> WHAT YOU NEED TO DO: Rewrite everything from the line containing "the <item>tree branch</item>?" down to the line containing "M230 95L229 97L234" in the listing below, swapping "tree branch" for "broken limb" and leaving the rest untouched.

> MATERIAL TO PROCESS:
━━━

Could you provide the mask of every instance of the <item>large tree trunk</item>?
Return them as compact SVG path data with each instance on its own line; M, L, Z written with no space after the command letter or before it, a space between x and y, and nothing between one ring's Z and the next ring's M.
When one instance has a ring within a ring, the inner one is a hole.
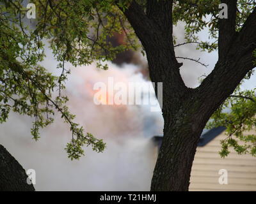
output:
M219 22L218 61L198 87L187 87L180 74L182 64L174 52L173 1L147 0L145 11L134 0L124 12L146 51L152 82L163 85L164 138L152 191L188 190L197 143L206 122L255 67L256 8L237 33L237 1L221 0L228 4L228 18Z
M28 175L17 160L0 145L0 191L34 191Z

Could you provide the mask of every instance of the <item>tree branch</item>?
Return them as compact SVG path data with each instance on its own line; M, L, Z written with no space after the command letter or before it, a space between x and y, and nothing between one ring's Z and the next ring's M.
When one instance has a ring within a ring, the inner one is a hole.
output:
M230 95L229 97L234 97L234 98L244 98L246 99L251 100L252 101L256 103L255 100L251 97L244 96L236 96L236 95Z
M201 65L205 66L205 68L207 68L207 67L209 66L209 64L204 64L204 63L201 62L200 61L200 58L199 58L198 59L193 59L193 58L183 57L176 57L176 58L177 58L177 59L183 59L190 60L190 61L191 61L196 62L196 63L198 63L198 64L201 64Z
M228 18L219 18L218 50L219 58L225 57L236 34L236 17L237 0L221 0L228 6Z

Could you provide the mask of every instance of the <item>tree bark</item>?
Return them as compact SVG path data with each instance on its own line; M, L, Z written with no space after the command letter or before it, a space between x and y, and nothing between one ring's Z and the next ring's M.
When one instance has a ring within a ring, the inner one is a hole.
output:
M219 59L196 89L186 87L180 75L182 64L175 58L173 1L148 0L146 11L132 1L124 11L146 51L152 82L163 85L164 136L152 191L188 191L197 143L206 122L255 67L256 8L236 32L237 1L221 2L228 4L228 18L219 20Z
M27 178L21 165L0 145L0 191L34 191Z

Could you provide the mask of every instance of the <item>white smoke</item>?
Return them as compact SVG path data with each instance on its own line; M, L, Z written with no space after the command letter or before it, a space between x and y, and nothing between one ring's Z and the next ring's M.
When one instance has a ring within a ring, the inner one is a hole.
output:
M109 64L108 71L97 69L94 64L72 68L67 84L68 105L77 115L76 121L104 139L107 148L103 153L88 147L84 157L70 161L64 148L71 134L58 114L55 122L41 131L38 142L31 138L33 120L28 117L12 113L1 125L0 143L26 170L35 170L36 190L149 190L155 163L150 138L163 134L161 113L150 112L148 106L95 105L95 82L106 82L108 76L117 82L145 82L136 66L120 69ZM43 65L53 71L56 62L47 57Z

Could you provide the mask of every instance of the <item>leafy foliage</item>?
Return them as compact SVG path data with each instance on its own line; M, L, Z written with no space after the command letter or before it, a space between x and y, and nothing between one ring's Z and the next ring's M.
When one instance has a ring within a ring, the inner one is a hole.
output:
M250 78L248 75L246 78ZM241 91L241 85L212 115L207 127L225 126L227 138L221 141L220 154L224 157L230 153L229 148L239 154L250 153L256 156L256 89Z
M145 0L136 1L147 10ZM65 63L76 66L97 61L99 68L106 69L108 66L104 62L113 59L116 54L138 49L138 39L122 13L131 2L31 0L29 3L36 5L36 19L31 20L34 26L31 26L26 20L24 1L0 0L0 122L6 120L12 110L33 117L35 122L31 134L37 140L40 128L54 121L56 110L69 124L72 133L71 142L66 147L69 157L78 159L83 155L84 145L102 152L106 144L91 134L84 133L83 127L73 122L75 115L65 105L68 98L61 91L70 73ZM180 21L186 24L185 42L176 46L194 43L198 45L198 49L216 50L220 3L219 0L174 1L173 24ZM238 1L237 31L255 6L255 1ZM205 28L209 30L209 40L199 41L198 33ZM112 46L109 39L116 33L125 34L125 44ZM175 36L173 39L175 44ZM45 57L45 42L49 43L59 62L60 76L54 76L47 68L39 65ZM236 94L255 99L252 91L236 91ZM234 147L239 153L250 150L255 155L255 136L242 135L243 131L255 126L255 105L245 98L230 98L212 116L214 120L209 126L224 125L228 127L228 134L252 143L249 146L241 146L230 136L223 142L223 150L226 149L221 153L223 156L227 154L229 146ZM231 106L231 112L223 113L225 106Z

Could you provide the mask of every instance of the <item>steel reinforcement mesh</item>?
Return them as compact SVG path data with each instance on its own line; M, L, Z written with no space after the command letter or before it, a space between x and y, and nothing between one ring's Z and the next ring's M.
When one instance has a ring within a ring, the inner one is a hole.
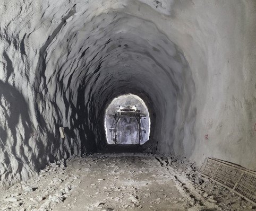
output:
M199 173L256 205L256 173L234 164L207 158Z

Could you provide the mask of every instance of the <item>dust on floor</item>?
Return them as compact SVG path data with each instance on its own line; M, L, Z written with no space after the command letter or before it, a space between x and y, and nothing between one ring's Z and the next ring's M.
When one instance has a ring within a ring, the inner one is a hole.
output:
M196 174L192 163L148 153L95 154L51 164L0 194L3 210L248 210L250 203Z

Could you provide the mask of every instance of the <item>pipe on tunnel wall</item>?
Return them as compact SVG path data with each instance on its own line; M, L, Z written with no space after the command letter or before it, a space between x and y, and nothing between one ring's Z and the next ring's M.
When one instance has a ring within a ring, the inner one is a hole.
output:
M158 152L255 170L255 2L157 2L3 4L2 185L104 147L106 107L128 93L152 114Z

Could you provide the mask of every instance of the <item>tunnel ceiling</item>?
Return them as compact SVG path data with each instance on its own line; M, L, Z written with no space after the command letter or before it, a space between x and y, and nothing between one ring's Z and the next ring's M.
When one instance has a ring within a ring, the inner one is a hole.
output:
M2 177L13 182L49 161L104 147L106 106L129 93L152 115L149 148L255 168L255 8L253 1L4 1Z

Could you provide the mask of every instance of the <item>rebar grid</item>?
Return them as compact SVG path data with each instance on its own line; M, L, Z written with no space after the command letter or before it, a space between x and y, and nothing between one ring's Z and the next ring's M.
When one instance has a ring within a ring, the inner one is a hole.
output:
M210 158L206 159L199 173L256 205L256 173Z

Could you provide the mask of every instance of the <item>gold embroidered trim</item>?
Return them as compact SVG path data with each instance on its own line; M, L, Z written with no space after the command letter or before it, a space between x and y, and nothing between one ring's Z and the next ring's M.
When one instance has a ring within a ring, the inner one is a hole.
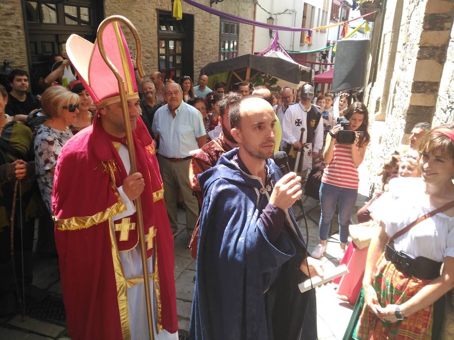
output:
M217 147L219 148L220 150L221 150L222 151L222 152L223 152L224 154L225 153L225 152L226 152L225 150L224 150L224 148L222 148L222 146L221 146L220 144L219 144L218 143L217 143L216 141L216 140L213 140L213 143L214 143L215 144L216 144L216 145L217 146Z
M162 327L162 316L161 315L161 311L162 309L162 306L161 305L161 290L160 287L160 283L159 283L159 271L158 270L158 266L157 266L157 245L156 244L154 245L154 282L153 285L153 288L154 288L154 295L156 296L156 305L157 309L157 315L158 315L158 319L157 319L157 331L158 333L160 332L162 329L163 329L163 327Z
M154 274L148 274L148 279L154 280ZM128 279L126 280L126 285L128 288L131 288L137 285L140 285L141 283L143 283L143 275L141 275L135 278Z
M164 183L161 184L162 189L153 193L153 201L157 202L164 198Z
M133 93L127 93L126 99L128 100L129 100L130 99L138 99L139 93L133 92ZM96 104L96 108L99 109L104 106L109 105L111 104L118 103L120 101L121 101L120 96L116 96L115 97L111 97L109 98L106 98L105 99L103 99L100 101Z
M112 261L115 282L117 284L117 298L118 300L118 310L120 312L120 324L123 339L131 339L131 326L129 324L129 313L128 311L128 284L125 279L125 272L122 266L117 239L114 232L114 220L109 219L109 234L110 236L110 248L112 251ZM143 279L142 279L143 281Z
M61 219L53 216L52 219L59 230L79 230L102 223L114 215L121 214L126 210L126 207L120 198L105 211L100 212L92 216L81 216Z
M126 206L115 185L115 175L117 166L115 161L102 162L101 163L103 171L110 174L110 186L114 190L117 202L108 208L105 211L100 212L92 216L76 216L69 219L58 219L52 216L52 219L59 230L79 230L89 228L95 224L99 224L107 221L115 215L121 214L126 211Z

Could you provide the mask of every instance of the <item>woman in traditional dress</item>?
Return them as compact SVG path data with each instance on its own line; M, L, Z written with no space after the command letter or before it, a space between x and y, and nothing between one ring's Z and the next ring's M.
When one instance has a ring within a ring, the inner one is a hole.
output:
M189 76L183 76L178 81L178 83L181 86L181 89L183 91L183 100L185 103L187 103L191 99L195 97L194 94L194 84L192 80Z
M439 335L443 298L454 287L453 128L436 128L424 138L422 178L398 179L380 197L386 214L369 247L354 339Z

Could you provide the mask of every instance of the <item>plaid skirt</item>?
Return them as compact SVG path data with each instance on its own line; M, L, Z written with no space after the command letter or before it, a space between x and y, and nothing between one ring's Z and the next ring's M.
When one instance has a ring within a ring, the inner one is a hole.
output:
M374 277L374 289L378 303L383 307L389 304L402 304L431 281L407 276L386 260L384 253L377 262ZM368 340L371 337L375 340L431 339L433 313L432 304L391 323L380 320L364 304L353 337L358 340Z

━━━

> THE OUTPUT:
Could you provide the mask of every instance of the <item>broken limb</item>?
Return them as compact SVG path data with each instance on its own line; M, L, Z written with no space after the command letter or before it, a space between x and y, and nothing between one ring's Z and the next ring's M.
When one instance has a ring within a ring, the inner one is a hole.
output:
M230 95L229 97L234 97L234 98L244 98L246 99L251 100L252 101L256 103L255 100L251 97L244 96L236 96L236 95Z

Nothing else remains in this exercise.